Punho de Ferro | A primeira temporada
Finalmente chegou o momento de conhecer o último dos Defensores, aquele que dará o passo inicial para a história que deve unir os principais heróis de rua da Marvel. Toda a pressão que Punho de Ferro carrega por ser a ligação entre as origens dos Defensores e a do próprio grupo deve ter sido difícil de levar. Entre ter que funcionar como uma obra única, manter o nível de qualidade das anteriores e ainda ser o último degrau para algo tão aguardado pelos fãs, o que ficou claro é que toda a equipe realmente tentou entregar algo grandioso. Uma pena que não tenha dado tão certo.
Punho de Ferro é um bom exemplo do que acontece quando se tenta fazer coisas demais em muito pouco tempo: o roteiro não fica bom como deveria. Durante os primeiros episódios a série parece um pouco perdida, a falta de uma linha central e de informações faz com que muito do que acontece pareça sem sentido ou muito repentino. Tudo acontece muito rápido e por vezes fica difícil de entender a ordem e a progressão de alguns eventos. Eventualmente (aproximadamente no quarto episódio) isso se resolve, mas aí o problema muda: a série não consegue entregar surpresas relevantes e tudo fica parecendo um pouco previsível.

TRECHOS DOS ITENS →

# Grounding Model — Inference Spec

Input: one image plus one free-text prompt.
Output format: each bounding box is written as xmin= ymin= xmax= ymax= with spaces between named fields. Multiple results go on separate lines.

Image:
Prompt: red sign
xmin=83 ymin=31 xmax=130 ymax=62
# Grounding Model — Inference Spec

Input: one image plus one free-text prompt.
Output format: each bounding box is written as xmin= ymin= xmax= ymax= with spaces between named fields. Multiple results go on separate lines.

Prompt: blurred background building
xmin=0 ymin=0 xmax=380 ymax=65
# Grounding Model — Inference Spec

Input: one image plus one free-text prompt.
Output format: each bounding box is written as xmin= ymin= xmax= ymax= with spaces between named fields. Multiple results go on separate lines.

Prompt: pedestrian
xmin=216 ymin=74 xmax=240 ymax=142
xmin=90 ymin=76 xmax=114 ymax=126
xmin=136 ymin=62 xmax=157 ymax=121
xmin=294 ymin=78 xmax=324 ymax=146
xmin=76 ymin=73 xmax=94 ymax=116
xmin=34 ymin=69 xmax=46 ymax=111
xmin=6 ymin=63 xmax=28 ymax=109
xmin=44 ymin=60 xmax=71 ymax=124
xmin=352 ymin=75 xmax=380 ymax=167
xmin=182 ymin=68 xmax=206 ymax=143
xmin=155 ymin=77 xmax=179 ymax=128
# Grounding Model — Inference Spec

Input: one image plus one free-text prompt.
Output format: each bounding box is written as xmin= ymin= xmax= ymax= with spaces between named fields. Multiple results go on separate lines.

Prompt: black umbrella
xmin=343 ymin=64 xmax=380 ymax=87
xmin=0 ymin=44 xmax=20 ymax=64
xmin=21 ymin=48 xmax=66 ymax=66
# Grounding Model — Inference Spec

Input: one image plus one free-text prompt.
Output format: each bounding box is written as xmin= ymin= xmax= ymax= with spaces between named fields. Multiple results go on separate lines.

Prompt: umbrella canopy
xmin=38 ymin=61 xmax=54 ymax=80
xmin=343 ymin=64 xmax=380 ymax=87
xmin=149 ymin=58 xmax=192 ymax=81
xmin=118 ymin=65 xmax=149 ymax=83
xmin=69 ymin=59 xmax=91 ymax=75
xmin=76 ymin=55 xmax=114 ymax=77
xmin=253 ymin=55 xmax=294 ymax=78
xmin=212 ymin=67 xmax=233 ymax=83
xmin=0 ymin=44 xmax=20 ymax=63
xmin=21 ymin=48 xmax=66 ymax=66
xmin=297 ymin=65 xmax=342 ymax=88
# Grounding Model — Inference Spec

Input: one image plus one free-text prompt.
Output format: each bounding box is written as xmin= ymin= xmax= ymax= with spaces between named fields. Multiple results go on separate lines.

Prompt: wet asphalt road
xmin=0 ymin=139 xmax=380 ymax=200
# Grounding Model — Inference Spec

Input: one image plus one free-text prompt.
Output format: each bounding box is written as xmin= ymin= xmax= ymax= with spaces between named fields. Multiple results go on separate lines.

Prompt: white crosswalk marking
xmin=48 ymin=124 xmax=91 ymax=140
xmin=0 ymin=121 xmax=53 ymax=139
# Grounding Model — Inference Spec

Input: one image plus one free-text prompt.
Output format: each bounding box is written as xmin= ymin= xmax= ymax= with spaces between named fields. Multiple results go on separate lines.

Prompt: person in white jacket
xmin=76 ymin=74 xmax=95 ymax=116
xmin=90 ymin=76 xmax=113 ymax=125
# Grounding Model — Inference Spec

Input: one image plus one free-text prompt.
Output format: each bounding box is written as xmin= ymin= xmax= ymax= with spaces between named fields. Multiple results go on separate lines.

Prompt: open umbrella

TAREFA A →
De acordo com a crítica da primeira temporada de Punho de Ferro, a partir de qual episódio, aproximadamente, a série deixa de parecer perdida?
TAREFA B →
Por favor, prolongue a crítica da primeira temporada de Punho de Ferro, começando logo após a última frase apresentada.

RESPOSTA ESPERADA A →
Aproximadamente a partir do quarto episódio.

RESPOSTA ESPERADA B →
E quando o roteiro tem problemas sempre tem algum fator da série que sai perdendo mais do que os outros, e aqui o mais prejudicado foi o personagem principal. Danny Rand é a pior coisa da série, e isso é bem problemático levando em conta o fato de que ele é o personagem principal. Tentaram criar nele um personagem complexo, uma mistura de monge Zen com um garoto que tem problemas para controlar sua raiva, mas isso foi executado de modo terrível. Rand não orbita entre calma e raiva, ele é lançado de um lado para o outro como uma bola em uma quadra de tênis. Ou ele está meditando e conversando calmamente com alguém, ou gritando, derrubando paredes e segurando a cabeça fora de controle.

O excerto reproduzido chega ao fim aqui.